**Required work:** Exact copy, no pictures: return all the data below as written.

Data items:
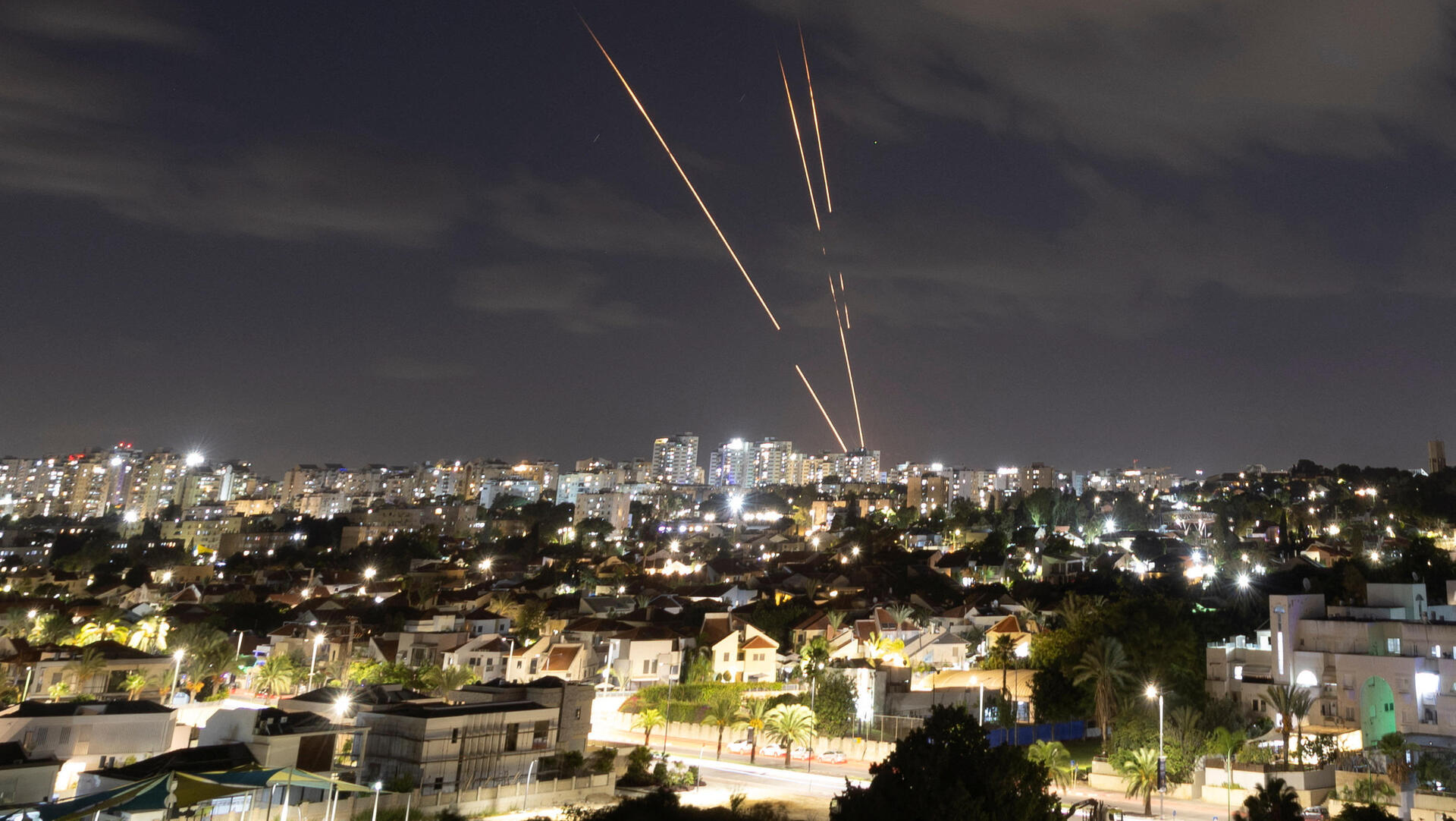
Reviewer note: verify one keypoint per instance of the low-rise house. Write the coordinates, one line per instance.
(88, 734)
(286, 738)
(98, 668)
(740, 651)
(641, 657)
(25, 779)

**Answer space:**
Reviewer note: verify one keypoint per instance of the low-rise house. Write the coordinates, one line per instance.
(88, 734)
(286, 738)
(98, 668)
(740, 651)
(641, 657)
(25, 779)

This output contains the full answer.